- **Data section**
━━━━━━━━━━━━━━━━━━━━━━━━━━━━━━

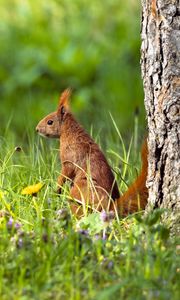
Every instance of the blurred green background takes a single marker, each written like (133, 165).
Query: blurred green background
(91, 46)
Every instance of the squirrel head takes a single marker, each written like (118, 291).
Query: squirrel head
(49, 126)
(63, 107)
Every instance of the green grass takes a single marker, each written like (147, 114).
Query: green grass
(45, 253)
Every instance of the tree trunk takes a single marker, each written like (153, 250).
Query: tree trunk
(160, 54)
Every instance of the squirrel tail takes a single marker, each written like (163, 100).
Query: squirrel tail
(135, 198)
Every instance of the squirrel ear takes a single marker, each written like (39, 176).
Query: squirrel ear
(64, 99)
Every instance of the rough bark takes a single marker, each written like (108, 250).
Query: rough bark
(160, 63)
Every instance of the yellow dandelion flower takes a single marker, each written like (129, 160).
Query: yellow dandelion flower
(32, 189)
(2, 194)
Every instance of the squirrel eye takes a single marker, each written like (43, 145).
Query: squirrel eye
(50, 122)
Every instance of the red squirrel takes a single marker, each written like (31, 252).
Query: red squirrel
(93, 184)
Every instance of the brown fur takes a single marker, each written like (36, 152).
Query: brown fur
(93, 185)
(135, 198)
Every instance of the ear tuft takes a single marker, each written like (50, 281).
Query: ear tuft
(63, 103)
(64, 98)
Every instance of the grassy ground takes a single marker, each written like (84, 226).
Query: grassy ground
(45, 253)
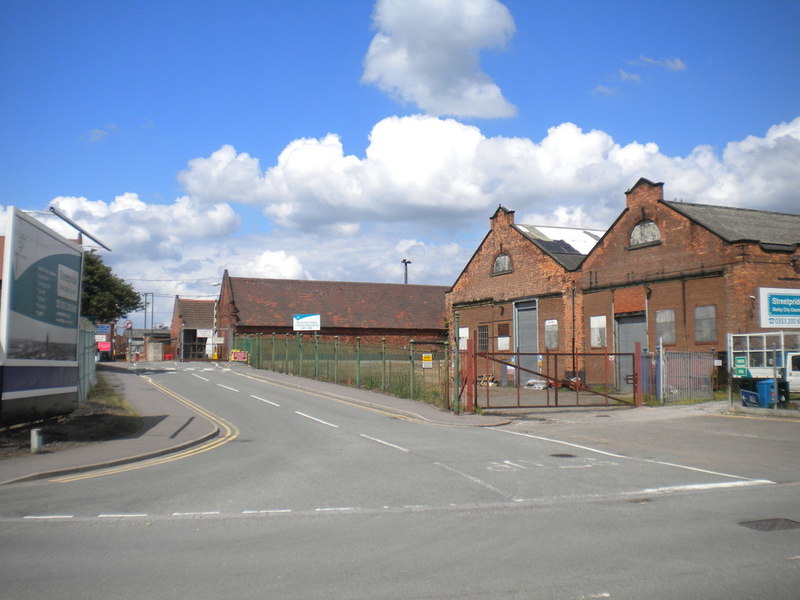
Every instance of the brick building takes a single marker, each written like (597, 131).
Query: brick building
(192, 329)
(371, 311)
(684, 273)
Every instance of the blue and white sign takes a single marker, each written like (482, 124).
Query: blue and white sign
(780, 308)
(306, 323)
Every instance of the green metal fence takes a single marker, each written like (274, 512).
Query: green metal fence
(87, 365)
(416, 371)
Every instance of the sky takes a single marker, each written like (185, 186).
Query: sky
(330, 140)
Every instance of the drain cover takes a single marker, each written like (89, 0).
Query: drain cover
(771, 524)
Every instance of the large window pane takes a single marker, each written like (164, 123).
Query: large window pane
(597, 327)
(705, 323)
(665, 325)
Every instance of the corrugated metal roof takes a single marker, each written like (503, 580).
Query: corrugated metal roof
(566, 245)
(742, 224)
(196, 314)
(273, 302)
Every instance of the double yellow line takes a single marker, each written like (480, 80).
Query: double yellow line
(228, 430)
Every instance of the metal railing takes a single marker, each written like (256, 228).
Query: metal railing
(417, 371)
(87, 364)
(678, 377)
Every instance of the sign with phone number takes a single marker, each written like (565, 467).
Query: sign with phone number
(779, 308)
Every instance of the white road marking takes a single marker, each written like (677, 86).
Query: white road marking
(646, 460)
(196, 514)
(703, 486)
(478, 481)
(508, 462)
(265, 400)
(385, 443)
(297, 412)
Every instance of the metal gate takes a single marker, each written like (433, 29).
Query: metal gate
(557, 379)
(678, 377)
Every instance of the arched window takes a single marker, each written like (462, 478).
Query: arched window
(645, 232)
(502, 264)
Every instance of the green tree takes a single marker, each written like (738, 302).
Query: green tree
(105, 297)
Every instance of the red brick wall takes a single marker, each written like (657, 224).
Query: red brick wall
(483, 298)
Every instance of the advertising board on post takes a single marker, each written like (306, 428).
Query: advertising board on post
(39, 314)
(779, 308)
(306, 322)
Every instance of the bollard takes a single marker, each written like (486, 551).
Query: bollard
(36, 440)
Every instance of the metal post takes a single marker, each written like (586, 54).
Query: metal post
(358, 361)
(456, 375)
(336, 359)
(298, 369)
(411, 365)
(383, 364)
(446, 357)
(36, 440)
(405, 272)
(316, 356)
(660, 372)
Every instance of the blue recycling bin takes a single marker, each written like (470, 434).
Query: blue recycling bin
(765, 390)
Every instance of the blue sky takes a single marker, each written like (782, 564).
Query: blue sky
(329, 140)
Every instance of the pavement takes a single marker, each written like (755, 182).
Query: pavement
(170, 426)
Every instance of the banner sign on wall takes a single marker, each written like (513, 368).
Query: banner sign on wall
(779, 308)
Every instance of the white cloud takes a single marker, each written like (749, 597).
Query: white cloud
(625, 76)
(426, 52)
(152, 230)
(423, 191)
(443, 173)
(671, 64)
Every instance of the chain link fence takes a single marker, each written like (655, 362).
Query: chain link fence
(419, 371)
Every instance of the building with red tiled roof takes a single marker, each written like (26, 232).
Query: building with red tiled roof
(371, 311)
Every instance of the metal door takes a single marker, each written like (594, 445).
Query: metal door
(630, 329)
(527, 338)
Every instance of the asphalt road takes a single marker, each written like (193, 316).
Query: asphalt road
(309, 497)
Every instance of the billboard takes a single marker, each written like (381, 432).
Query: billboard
(306, 323)
(39, 314)
(779, 308)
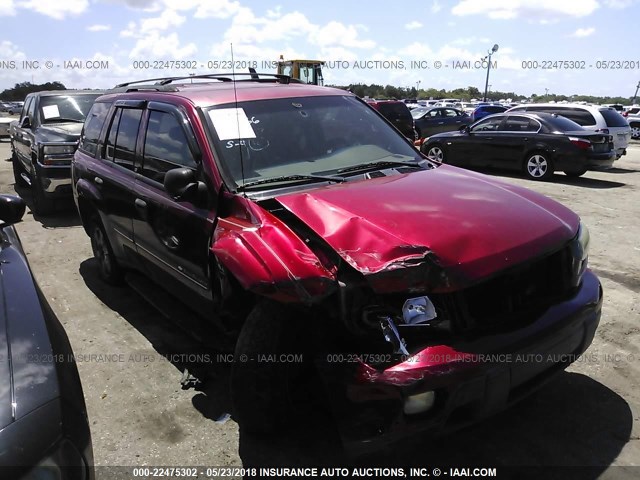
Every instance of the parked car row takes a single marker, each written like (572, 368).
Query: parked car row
(302, 220)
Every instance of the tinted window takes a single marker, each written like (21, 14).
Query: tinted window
(488, 125)
(613, 118)
(93, 127)
(27, 108)
(579, 115)
(121, 144)
(520, 124)
(65, 108)
(165, 146)
(306, 135)
(394, 110)
(563, 124)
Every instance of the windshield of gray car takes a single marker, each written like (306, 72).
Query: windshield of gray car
(263, 139)
(66, 108)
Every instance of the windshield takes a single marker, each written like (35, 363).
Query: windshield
(302, 136)
(66, 108)
(419, 112)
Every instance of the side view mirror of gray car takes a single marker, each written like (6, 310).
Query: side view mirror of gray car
(181, 184)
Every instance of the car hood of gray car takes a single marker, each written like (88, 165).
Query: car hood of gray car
(27, 364)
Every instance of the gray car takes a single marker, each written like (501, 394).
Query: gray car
(44, 431)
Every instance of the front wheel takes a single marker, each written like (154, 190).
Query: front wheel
(538, 166)
(435, 152)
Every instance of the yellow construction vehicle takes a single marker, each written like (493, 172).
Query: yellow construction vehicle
(307, 71)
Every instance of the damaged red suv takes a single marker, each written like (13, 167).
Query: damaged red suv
(300, 222)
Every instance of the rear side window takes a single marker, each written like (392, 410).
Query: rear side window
(395, 110)
(165, 146)
(613, 118)
(93, 127)
(520, 124)
(121, 142)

━━━━━━━━━━━━━━━━━━━━━━━━━━━━━━

- **Task prompt**
Reproduce every entry word for word, but skip any pictures.

- **Answer for the task**
Every instance of the blurred green background takes a single marker, each written like (133, 165).
Query: blurred green background
(91, 46)
Every instance of the squirrel head takes a single marker, each written like (118, 291).
Query: squirrel head
(49, 126)
(63, 107)
Every instance of the green grass takes a single marker, each written like (147, 114).
Query: green grass
(45, 253)
Every instance of the tree trunk takes a single marker, each written like (153, 250).
Query: tree trunk
(160, 54)
Every instance of the squirrel tail takes a single marker, each written like (163, 100).
Query: squirrel tail
(135, 198)
Every instance of the squirrel ear takes a single marker, each written like (39, 176).
Query: squirrel ear
(64, 99)
Every instance of the rough bark takes a single marker, each written like (108, 250).
Query: rough bark
(160, 63)
Every instance of the yellow dandelion flower takes a single marker, each written like (129, 160).
Query: yellow dandelion flower
(32, 189)
(2, 194)
Every instance of the squirrel eye takes a single marker, each written like (43, 145).
Query: squirrel eye
(50, 122)
Every instance of the red squirrel takes a single marker, each written like (31, 252).
Query: red squirrel
(93, 184)
Every instance of the brown fur takes a single marker, each written like (36, 152).
Query: brown fur
(93, 185)
(135, 198)
Every instance of the ear tuft takes a single marker, each written like (50, 281).
Query: ear tuft
(63, 103)
(64, 98)
Every instance of the grassy ground takes a single marker, each written like (84, 226).
Query: grassy ground
(45, 253)
Every instance of the brick building takes a single marker, each written like (597, 131).
Query: brick building
(192, 329)
(371, 311)
(684, 273)
Every instance of the blue and white sign takes a single marker, each written like (482, 124).
Query: blue and white sign
(780, 308)
(306, 323)
Every instance of the green metal fence takes a single marker, each written like (274, 512).
Query: green metal fence
(87, 365)
(416, 371)
Every instance of the sky takes a single marker, each written like (185, 186).
Query: sky
(330, 140)
Every instance of the drain cover takes a single marker, each written like (89, 0).
Query: drain cover
(771, 524)
Every instance of the large window pane takes a single marker, each written like (164, 123).
Query: large window pane
(597, 327)
(705, 323)
(665, 325)
Every instance of the corrugated metal roof takes a single marker, each written like (503, 580).
Query: corrugated metal roof
(566, 245)
(742, 224)
(196, 314)
(273, 302)
Every instance of the double yellow line takes a single marker, each written like (480, 80).
Query: double yellow line
(228, 430)
Every instance of the metal railing takes a single marker, each written like (256, 228).
Query: metal railing
(417, 371)
(87, 364)
(678, 377)
Every instance of the sign with phone number takes a single marker, each written like (565, 467).
Query: sign with phone number
(779, 308)
Every instance of the white road marking takes a single marker, each written like (677, 86).
Query: white road marking
(646, 460)
(196, 514)
(703, 486)
(478, 481)
(508, 462)
(265, 400)
(385, 443)
(297, 412)
Every instance of the metal gate takes a single marker, each written like (433, 29).
Query: metal gate
(557, 379)
(678, 377)
Every instance of the arched window takes a single marker, each written like (462, 478).
Query: arched window
(645, 232)
(502, 264)
Every instance of the green tree takes a single marker, each written like (738, 302).
Query: green tree
(105, 297)
Every instance of the red brick wall takes a single marker, each written like (657, 224).
Query: red brick wall
(483, 298)
Every instance of the advertising board on post takes a single marker, each written like (306, 428).
Query: advertising board on post
(39, 314)
(779, 308)
(306, 322)
Every instance of the bollard takes a single marker, each written like (486, 551).
Query: bollard
(36, 440)
Every instance of the metal post takes a single marker, each written like (586, 54).
Query: metal post
(358, 361)
(456, 375)
(336, 359)
(298, 369)
(411, 365)
(383, 364)
(446, 357)
(36, 440)
(405, 272)
(316, 356)
(660, 372)
Every instance of the blue recycling bin takes a single marker, each written like (470, 434).
Query: blue recycling bin
(765, 390)
Every instance of the blue sky takes a single marker, each written like (782, 564).
Query: blue sky
(329, 140)
Every instance of the pavement takes a single marker, each written like (755, 182).
Query: pavement
(170, 426)
Every instance of the banner sign on wall takes a single marker, each written like (513, 368).
Query: banner sign on wall
(779, 308)
Every instance of the white cloud takes a single marker, each written like (749, 597).
Query: white cloud
(625, 76)
(426, 52)
(152, 230)
(423, 191)
(443, 173)
(671, 64)
Every instance of the chain link fence takes a single marker, each written like (655, 362).
Query: chain link fence
(419, 371)
Every instance of the building with red tiled roof takes a single marker, each written like (26, 232).
Query: building with red tiled roof
(371, 311)
Every instance of the metal door takes a single marker, each written like (594, 445).
Query: metal door
(630, 329)
(527, 338)
Every instance of the asphalt road takes a single marker, each written like (193, 316).
Query: asphalt road
(309, 497)
Every instance of the billboard takes a single marker, each written like (381, 432).
Query: billboard
(306, 323)
(39, 314)
(779, 308)
Every instance of the parked car row takes a single marker, each written like (572, 368).
Query: parked car row
(302, 220)
Every instance of the tinted window takes a single marker, each written like (21, 14).
Query: tinted window
(488, 125)
(613, 118)
(93, 127)
(27, 108)
(579, 115)
(121, 144)
(520, 124)
(65, 108)
(165, 146)
(306, 135)
(394, 110)
(563, 124)
Every instance of the windshield of gray car takes a single marker, each written like (306, 72).
Query: windshield of gray car
(263, 139)
(66, 108)
Every instance of the windshield takes a single marker, each written like (35, 363).
Query: windshield
(302, 136)
(66, 108)
(419, 112)
Every instance of the side view mirror of gray car takes a single marker, each written like (6, 310).
Query: side view mirror of gray car
(181, 184)
Every instance of the car hood of gray car takes a single marker, each written like (88, 165).
Query: car hood of gray car
(27, 364)
Every instance of the gray car takes a single marker, each written like (501, 394).
Query: gray car
(44, 431)
Every instance of the front wheel takes a single marker, each written like (154, 190).
Query: front wheel
(538, 166)
(435, 152)
Every instance of the yellow construction vehicle takes a single marker, each written like (493, 172).
Query: yellow construction vehicle
(307, 71)
Every instance of the damaged red suv takes a single marker, each written like (13, 167).
Query: damaged red suv
(300, 222)
Every instance of the rear side window takes a single marker, each written like (392, 410).
Query: rear side window
(395, 110)
(165, 146)
(613, 118)
(93, 127)
(520, 124)
(121, 142)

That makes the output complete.